━━━━━ Provided records

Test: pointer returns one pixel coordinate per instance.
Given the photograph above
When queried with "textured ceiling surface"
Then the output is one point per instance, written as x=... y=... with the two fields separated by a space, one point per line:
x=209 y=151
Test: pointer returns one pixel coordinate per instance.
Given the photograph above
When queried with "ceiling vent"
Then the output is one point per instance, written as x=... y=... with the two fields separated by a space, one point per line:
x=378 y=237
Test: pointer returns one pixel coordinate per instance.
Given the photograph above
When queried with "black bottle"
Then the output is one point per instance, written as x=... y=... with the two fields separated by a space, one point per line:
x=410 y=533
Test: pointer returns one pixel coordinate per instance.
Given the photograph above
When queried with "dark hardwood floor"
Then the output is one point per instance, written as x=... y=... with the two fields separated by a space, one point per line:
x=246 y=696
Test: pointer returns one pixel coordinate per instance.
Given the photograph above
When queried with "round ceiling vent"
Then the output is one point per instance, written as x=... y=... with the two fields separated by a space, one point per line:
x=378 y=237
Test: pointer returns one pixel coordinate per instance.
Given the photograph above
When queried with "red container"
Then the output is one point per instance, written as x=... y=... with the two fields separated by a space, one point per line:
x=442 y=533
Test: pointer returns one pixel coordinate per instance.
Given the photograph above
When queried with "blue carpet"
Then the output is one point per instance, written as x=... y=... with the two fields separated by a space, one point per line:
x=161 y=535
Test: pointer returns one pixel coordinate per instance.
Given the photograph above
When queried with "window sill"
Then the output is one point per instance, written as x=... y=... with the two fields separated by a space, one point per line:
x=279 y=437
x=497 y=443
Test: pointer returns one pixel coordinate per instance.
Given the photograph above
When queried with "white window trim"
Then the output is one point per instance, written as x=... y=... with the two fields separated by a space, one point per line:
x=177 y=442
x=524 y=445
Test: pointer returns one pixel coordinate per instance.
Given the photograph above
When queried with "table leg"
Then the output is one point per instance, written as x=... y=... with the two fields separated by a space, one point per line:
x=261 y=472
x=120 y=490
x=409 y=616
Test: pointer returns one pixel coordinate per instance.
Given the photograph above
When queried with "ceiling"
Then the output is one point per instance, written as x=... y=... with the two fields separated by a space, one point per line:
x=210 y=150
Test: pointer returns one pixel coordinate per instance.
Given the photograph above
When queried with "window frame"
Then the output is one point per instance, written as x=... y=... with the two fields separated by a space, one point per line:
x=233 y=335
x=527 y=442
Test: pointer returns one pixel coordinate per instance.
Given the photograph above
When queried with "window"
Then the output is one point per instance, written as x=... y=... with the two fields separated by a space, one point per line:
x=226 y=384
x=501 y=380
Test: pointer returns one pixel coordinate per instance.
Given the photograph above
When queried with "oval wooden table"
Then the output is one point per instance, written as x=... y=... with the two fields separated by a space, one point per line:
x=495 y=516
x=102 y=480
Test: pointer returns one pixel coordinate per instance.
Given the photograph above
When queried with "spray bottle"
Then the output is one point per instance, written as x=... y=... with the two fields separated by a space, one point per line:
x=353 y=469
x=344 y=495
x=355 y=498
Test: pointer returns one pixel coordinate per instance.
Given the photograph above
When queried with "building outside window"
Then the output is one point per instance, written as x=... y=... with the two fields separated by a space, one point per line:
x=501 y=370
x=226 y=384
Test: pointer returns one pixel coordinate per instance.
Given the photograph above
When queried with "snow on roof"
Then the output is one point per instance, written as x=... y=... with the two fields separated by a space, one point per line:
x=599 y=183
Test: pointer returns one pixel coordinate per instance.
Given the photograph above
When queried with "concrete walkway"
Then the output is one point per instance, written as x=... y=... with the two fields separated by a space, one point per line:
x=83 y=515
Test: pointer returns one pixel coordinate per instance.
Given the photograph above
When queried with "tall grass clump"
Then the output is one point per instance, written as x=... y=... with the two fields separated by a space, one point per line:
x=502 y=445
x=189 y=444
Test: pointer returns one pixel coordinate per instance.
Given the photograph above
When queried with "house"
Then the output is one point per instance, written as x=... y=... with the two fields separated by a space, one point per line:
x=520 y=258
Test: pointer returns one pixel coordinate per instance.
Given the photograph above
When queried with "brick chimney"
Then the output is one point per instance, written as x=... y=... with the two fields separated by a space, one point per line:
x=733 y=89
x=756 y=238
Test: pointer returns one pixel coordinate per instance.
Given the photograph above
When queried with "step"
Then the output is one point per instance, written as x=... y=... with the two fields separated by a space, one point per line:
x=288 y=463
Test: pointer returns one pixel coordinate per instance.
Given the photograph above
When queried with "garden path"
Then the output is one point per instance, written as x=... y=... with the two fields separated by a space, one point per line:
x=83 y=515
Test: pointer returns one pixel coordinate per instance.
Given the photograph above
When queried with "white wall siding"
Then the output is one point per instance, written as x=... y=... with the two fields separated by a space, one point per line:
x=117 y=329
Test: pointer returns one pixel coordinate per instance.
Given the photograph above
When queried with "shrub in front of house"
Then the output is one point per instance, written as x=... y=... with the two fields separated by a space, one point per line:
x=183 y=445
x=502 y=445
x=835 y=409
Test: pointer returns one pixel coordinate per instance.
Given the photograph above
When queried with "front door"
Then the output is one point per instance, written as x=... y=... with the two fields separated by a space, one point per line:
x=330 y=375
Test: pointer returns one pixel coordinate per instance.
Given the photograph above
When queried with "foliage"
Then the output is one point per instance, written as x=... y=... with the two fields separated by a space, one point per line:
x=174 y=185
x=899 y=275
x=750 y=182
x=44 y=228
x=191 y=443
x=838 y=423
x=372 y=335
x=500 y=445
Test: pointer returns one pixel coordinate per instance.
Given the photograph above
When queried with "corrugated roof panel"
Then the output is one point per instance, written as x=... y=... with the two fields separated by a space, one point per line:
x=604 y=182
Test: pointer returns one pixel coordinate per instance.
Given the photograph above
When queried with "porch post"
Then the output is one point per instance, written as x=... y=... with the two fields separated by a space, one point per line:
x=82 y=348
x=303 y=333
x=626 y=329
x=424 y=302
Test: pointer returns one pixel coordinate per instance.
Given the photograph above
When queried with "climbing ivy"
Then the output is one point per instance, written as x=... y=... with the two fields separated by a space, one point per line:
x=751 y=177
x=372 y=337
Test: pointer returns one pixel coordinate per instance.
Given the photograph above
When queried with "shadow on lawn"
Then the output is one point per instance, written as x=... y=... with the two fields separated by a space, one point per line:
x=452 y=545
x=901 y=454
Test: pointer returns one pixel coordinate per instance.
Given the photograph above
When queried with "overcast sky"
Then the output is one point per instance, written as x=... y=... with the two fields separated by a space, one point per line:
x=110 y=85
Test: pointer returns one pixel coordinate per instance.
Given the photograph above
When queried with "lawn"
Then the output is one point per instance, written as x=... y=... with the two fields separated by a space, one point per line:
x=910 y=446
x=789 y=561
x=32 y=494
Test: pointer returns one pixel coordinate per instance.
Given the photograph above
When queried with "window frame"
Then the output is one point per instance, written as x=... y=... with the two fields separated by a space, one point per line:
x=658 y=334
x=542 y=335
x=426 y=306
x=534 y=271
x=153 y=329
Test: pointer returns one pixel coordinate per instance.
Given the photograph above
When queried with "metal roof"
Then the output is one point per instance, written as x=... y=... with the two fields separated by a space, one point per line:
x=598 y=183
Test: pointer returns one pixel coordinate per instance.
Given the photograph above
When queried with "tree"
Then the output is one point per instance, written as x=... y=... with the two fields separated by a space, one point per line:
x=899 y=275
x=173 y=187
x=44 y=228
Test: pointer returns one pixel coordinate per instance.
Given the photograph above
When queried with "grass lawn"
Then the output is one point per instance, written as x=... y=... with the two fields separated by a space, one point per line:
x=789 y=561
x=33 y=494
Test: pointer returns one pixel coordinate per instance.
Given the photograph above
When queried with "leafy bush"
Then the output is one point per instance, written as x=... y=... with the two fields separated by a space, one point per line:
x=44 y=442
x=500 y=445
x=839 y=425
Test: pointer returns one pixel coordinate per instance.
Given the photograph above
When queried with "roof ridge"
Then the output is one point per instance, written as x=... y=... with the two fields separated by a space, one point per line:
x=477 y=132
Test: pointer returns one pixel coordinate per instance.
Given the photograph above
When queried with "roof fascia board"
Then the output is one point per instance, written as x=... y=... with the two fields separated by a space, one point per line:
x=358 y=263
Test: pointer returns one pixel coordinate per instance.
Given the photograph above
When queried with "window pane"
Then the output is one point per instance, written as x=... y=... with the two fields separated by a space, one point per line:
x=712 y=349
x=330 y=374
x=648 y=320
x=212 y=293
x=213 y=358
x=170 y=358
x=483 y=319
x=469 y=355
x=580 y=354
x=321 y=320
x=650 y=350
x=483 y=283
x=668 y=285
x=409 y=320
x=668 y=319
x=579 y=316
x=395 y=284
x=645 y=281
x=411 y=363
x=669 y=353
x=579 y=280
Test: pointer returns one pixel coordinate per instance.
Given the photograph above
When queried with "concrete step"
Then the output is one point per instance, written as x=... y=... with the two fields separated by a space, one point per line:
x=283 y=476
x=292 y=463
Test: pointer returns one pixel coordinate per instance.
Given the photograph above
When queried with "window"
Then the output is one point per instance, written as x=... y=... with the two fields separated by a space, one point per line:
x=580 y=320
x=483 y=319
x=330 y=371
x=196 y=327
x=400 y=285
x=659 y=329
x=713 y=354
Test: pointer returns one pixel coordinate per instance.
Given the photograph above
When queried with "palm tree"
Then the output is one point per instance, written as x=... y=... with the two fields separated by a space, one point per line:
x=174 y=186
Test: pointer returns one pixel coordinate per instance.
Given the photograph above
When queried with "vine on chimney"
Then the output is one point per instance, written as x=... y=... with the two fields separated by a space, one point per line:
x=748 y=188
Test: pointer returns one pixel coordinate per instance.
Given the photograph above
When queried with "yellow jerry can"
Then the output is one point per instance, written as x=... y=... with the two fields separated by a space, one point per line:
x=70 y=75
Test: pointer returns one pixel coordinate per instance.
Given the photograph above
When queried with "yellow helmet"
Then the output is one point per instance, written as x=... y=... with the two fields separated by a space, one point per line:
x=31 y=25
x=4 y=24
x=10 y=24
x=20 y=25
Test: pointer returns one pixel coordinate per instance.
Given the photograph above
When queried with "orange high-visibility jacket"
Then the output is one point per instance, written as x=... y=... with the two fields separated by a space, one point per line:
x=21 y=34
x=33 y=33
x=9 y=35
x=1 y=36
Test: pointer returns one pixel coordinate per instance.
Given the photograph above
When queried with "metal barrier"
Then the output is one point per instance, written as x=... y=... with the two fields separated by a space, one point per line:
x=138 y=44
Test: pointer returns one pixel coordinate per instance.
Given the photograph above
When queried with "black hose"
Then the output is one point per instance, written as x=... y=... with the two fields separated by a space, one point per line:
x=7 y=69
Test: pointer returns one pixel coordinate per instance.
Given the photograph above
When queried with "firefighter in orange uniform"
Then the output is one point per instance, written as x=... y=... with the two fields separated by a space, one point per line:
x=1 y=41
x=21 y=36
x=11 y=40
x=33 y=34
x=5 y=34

━━━━━━━━━━

What to do:
Output the records verbatim, starting with the first line and ending with the line that contains "x=209 y=151".

Output for this exercise:
Test: pointer returns one pixel coordinate per instance.
Given the photograph above
When queried with "textured ceiling surface"
Then the output is one point per instance, written as x=... y=... with the two fields separated by a space, one point per line:
x=209 y=151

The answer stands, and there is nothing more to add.